**TASK INSTRUCTIONS:** Retype exactly the lines that start at the line with "Target: tall golden grass" and end at the final line, both included, and leave out every picture.

**Position annotation records:**
━━━━━━━━━━

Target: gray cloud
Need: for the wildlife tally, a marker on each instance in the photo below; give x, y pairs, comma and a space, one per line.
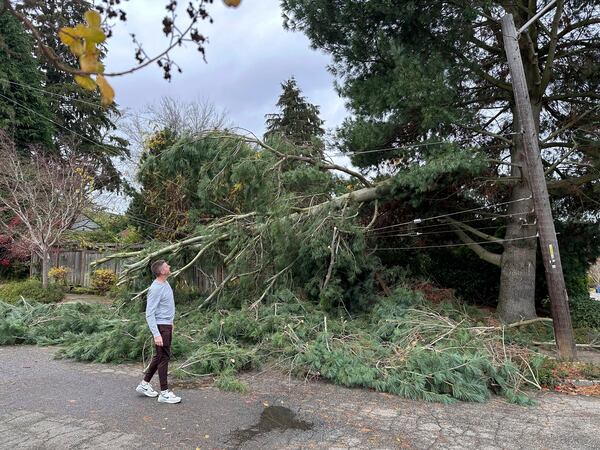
248, 55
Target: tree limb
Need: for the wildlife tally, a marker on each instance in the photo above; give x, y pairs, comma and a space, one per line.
486, 255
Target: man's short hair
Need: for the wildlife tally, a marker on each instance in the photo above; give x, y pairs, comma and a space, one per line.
156, 266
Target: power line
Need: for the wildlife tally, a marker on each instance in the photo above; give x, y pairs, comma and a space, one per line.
462, 221
419, 220
499, 241
418, 233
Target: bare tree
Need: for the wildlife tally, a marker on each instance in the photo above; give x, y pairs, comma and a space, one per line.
40, 198
595, 273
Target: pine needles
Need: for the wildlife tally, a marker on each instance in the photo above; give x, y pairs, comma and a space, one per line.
402, 346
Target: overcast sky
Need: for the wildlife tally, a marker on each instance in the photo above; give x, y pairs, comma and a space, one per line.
248, 55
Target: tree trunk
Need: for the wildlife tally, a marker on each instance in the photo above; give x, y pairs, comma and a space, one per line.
45, 268
516, 300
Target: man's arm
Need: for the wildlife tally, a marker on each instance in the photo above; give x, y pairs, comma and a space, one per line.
151, 304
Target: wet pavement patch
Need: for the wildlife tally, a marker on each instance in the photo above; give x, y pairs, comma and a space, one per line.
272, 418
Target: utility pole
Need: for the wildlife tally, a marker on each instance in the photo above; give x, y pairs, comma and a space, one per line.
563, 330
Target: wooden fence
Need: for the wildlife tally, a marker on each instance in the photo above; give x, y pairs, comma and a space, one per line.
78, 262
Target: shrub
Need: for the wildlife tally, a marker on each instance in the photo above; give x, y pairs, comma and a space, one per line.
585, 312
30, 290
59, 274
103, 280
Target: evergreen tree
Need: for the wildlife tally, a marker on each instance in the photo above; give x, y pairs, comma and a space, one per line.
437, 72
298, 122
21, 106
85, 127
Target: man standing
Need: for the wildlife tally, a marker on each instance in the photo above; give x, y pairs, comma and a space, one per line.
160, 312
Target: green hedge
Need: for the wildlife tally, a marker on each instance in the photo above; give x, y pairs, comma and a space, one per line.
30, 290
585, 312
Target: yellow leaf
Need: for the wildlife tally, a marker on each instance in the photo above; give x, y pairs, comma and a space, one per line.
92, 35
77, 48
79, 31
108, 93
85, 82
96, 35
92, 18
67, 36
89, 62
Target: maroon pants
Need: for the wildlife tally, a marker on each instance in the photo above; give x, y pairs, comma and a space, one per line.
160, 361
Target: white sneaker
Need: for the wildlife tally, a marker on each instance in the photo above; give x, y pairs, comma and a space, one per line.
168, 397
147, 390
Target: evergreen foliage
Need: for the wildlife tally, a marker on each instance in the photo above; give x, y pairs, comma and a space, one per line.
20, 111
418, 73
298, 122
403, 345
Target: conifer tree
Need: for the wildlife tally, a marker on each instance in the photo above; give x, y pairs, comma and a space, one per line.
429, 72
21, 105
298, 122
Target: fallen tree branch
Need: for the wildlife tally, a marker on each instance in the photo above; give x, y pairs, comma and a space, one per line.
528, 322
576, 345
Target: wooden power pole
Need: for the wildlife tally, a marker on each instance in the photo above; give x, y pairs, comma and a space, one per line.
563, 330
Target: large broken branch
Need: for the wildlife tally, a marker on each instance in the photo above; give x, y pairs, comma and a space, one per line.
486, 255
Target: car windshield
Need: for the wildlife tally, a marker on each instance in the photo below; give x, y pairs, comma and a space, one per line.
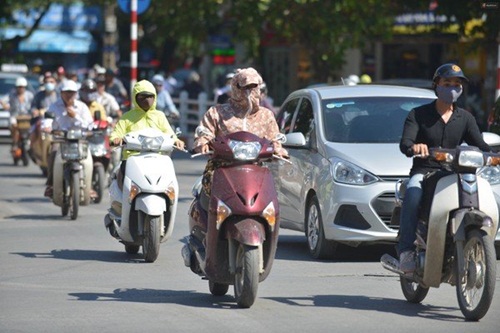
367, 119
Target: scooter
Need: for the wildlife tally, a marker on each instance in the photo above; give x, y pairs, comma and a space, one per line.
40, 141
101, 155
457, 227
20, 151
143, 212
234, 231
72, 171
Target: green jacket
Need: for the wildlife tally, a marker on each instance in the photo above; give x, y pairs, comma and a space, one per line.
137, 119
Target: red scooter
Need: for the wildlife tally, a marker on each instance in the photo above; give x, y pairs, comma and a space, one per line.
234, 232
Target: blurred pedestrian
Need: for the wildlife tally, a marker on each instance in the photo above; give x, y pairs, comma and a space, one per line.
164, 101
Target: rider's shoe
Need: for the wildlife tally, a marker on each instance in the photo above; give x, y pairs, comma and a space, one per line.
407, 262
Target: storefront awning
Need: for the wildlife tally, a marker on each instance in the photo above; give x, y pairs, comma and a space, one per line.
55, 41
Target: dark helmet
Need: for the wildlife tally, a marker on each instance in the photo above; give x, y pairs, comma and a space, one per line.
449, 70
88, 85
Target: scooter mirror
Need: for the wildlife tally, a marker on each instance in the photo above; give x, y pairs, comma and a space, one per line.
280, 137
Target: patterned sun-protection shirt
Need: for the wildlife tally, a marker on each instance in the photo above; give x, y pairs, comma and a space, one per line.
222, 120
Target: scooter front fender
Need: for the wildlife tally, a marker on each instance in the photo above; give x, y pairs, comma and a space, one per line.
247, 231
151, 204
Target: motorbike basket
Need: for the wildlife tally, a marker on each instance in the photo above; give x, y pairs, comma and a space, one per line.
74, 150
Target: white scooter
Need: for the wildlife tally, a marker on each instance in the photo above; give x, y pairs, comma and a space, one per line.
143, 213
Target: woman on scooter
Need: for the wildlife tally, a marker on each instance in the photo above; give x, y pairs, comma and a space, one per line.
241, 112
440, 123
142, 115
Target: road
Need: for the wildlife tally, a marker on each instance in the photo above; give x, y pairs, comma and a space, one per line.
59, 275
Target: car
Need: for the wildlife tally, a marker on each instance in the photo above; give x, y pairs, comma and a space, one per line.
343, 143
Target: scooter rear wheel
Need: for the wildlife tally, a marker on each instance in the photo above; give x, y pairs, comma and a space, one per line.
414, 293
246, 278
218, 289
476, 284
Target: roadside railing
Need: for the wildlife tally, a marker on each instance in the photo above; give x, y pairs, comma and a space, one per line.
191, 111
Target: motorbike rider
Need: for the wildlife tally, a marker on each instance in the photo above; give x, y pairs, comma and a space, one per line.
69, 112
142, 115
242, 112
440, 123
19, 104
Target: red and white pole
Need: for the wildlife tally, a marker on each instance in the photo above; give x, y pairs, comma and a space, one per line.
497, 93
133, 44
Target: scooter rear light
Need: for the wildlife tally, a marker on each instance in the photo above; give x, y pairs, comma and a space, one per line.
134, 191
223, 211
269, 214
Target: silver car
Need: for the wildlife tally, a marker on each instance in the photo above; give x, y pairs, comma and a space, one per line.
341, 185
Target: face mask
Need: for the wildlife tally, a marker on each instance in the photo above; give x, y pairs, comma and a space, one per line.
50, 86
448, 95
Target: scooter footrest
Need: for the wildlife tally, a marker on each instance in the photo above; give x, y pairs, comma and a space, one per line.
390, 263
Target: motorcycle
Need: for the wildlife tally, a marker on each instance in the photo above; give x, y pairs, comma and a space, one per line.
143, 212
101, 156
72, 171
234, 231
20, 151
462, 221
40, 141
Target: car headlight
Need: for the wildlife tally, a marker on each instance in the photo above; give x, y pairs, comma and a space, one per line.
150, 143
245, 151
491, 174
348, 173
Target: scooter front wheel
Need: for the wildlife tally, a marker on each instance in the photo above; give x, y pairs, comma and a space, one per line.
414, 293
74, 195
475, 285
246, 277
151, 241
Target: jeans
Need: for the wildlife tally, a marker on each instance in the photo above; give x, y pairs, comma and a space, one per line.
409, 214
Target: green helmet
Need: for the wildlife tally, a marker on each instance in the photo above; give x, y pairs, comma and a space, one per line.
449, 70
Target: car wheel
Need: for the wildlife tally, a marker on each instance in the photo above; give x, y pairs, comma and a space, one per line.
319, 246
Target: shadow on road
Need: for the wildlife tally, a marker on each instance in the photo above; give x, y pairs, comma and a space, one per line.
387, 305
181, 297
294, 247
84, 255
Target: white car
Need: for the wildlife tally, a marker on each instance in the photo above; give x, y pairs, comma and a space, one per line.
340, 187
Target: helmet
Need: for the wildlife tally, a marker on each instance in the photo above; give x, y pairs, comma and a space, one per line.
88, 84
447, 71
21, 82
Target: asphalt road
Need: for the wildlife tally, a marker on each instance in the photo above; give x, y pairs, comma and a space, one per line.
58, 275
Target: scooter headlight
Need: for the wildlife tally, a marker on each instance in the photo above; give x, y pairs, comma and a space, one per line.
491, 174
245, 151
134, 191
471, 159
223, 211
269, 214
150, 143
170, 192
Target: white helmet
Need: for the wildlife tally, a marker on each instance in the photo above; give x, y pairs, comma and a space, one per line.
21, 82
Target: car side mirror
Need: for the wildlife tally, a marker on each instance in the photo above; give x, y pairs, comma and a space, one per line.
295, 139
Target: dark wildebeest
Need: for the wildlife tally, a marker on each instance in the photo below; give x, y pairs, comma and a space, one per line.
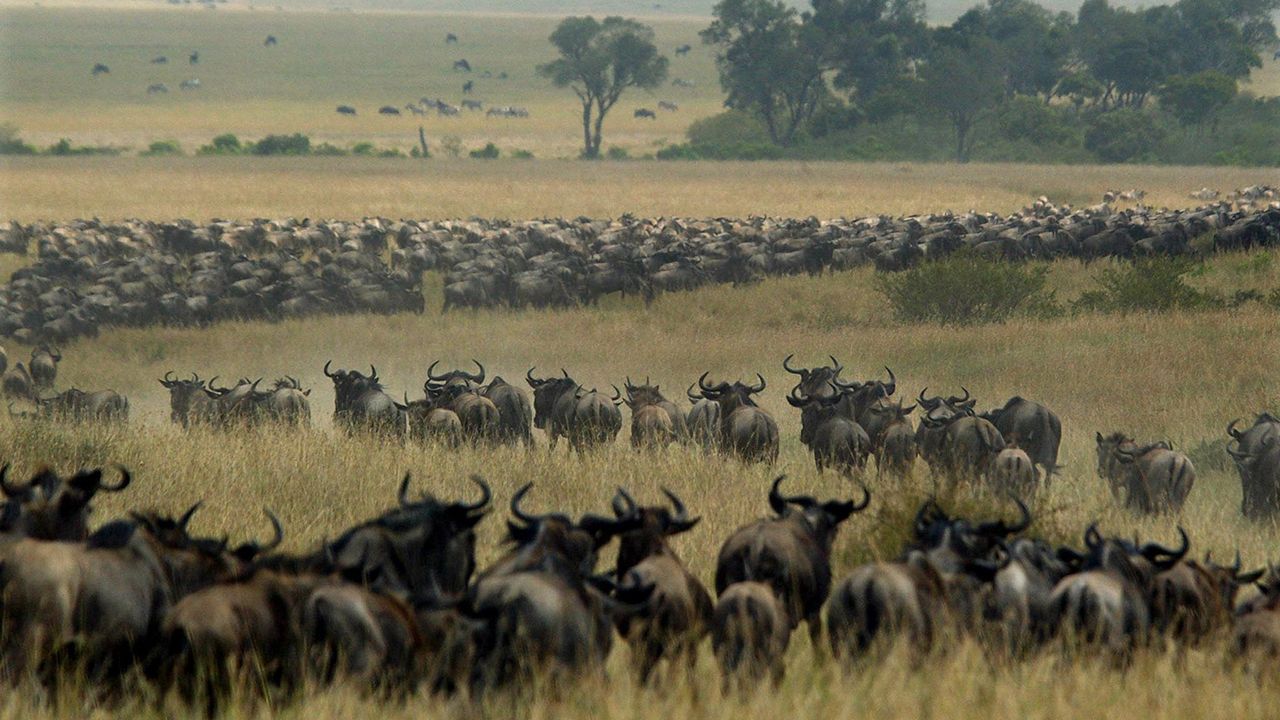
188, 402
565, 409
816, 382
679, 613
44, 367
790, 552
1260, 495
1107, 602
745, 429
1151, 478
360, 402
1034, 427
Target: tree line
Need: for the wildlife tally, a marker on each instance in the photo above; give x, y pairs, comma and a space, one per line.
1110, 80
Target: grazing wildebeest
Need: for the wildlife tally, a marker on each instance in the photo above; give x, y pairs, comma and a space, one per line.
44, 367
745, 429
790, 552
1260, 492
1151, 478
679, 613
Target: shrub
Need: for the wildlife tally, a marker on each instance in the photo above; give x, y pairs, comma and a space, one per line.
225, 144
1153, 285
163, 147
488, 153
965, 288
13, 145
296, 144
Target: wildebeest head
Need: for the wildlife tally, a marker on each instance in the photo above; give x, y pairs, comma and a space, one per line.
547, 392
731, 396
816, 382
657, 524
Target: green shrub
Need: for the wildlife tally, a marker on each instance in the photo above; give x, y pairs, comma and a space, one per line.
296, 144
1153, 285
161, 147
488, 153
965, 288
13, 145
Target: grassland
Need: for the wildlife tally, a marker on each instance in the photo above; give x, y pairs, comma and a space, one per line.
1173, 377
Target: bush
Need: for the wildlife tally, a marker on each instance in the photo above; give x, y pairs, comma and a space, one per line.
13, 145
225, 144
1153, 285
296, 144
965, 288
1121, 136
488, 153
161, 147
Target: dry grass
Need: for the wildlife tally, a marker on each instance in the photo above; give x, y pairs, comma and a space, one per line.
355, 187
1175, 377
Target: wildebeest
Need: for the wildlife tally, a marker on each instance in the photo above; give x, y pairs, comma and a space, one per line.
679, 613
1151, 478
1260, 482
562, 408
790, 552
745, 429
360, 402
44, 367
1034, 427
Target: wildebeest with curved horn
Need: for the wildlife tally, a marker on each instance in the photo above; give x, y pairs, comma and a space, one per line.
790, 552
360, 402
745, 429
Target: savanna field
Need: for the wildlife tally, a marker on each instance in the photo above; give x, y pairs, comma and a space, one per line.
1179, 376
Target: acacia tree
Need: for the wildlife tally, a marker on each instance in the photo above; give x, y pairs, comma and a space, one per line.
599, 59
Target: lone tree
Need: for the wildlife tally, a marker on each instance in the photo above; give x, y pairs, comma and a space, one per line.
599, 59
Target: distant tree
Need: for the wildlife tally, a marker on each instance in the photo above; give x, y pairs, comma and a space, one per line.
771, 63
1197, 99
961, 81
599, 60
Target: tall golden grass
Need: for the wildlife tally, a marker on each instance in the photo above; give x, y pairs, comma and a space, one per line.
1176, 377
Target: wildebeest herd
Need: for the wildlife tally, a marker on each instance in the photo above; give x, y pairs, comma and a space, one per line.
92, 274
396, 604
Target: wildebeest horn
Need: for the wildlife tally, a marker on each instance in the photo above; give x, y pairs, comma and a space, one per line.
402, 495
515, 505
776, 501
786, 365
188, 514
624, 505
126, 478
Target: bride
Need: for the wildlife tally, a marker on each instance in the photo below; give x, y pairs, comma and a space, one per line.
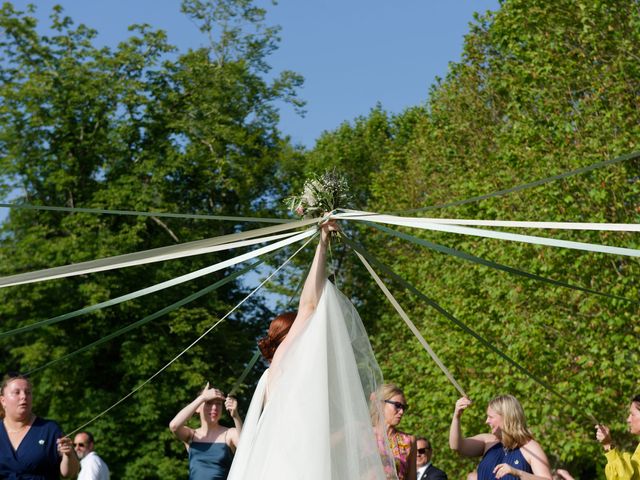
309, 418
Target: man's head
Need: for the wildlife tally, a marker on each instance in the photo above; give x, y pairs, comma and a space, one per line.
83, 443
424, 452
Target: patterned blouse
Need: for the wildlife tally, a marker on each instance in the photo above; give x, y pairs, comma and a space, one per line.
400, 446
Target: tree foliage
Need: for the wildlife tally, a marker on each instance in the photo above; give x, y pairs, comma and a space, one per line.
138, 127
542, 88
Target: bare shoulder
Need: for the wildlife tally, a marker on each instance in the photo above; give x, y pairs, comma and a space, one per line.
487, 438
533, 447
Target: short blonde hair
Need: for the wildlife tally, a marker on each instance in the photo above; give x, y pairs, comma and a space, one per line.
515, 432
384, 392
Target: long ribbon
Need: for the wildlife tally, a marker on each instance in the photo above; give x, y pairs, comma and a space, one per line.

━━━━━━━━━━

**ANSWER TO THE EXERCISE:**
Target: tall golden grass
Need: for the wildlife tally, a marker on each instance in the photo above; give x, y pairs, comma and a space, one per line.
1176, 377
Target: wildebeest herd
Need: for the wildlife tally, a marker on each instance in the photo above; give x, y pairs, comma and a space, one per line.
92, 274
396, 604
Target: wildebeest horn
Need: for the wildlife tally, a marker on each instance in the photo above; give x, y pairs, comma and a space, one per line.
402, 495
515, 505
776, 501
786, 365
188, 514
624, 505
126, 478
Target: bride
Need: for the wildlife tally, a marker on each instance in the photo below; give x, y pairs, comma and a space, one per line.
309, 418
Target: man's head
Need: for the wildlife tally, a marker on each instance in the photo above; give x, y pairs, comma and a space, one per line.
83, 443
424, 452
Target: patterned blouse
Need: for the wildlife tally, a marker on each instance in the photo above; give x, y pairs, comma and a space, one per line.
400, 446
Target: tree foliage
Need: for the wildlife tally, a marker on each instance in the photo above; give x, y pairs, comma and a space, one per line.
138, 127
542, 88
Target: bare shoulder
Need: for the wildlife tally, a marker on each instance in the photo above; give x, y pairs, comma and a space, one per line.
487, 438
533, 447
Target: short blonde hair
Need: for the wildlife tally, a marker on each instance in the photo above; give x, y pairs, comma and a space, one per line.
515, 432
384, 392
Target: long ribbon
Need: for the wildlife tally, a marker on each instance in the photo above; give x, y pairs, comma and a space, one per line.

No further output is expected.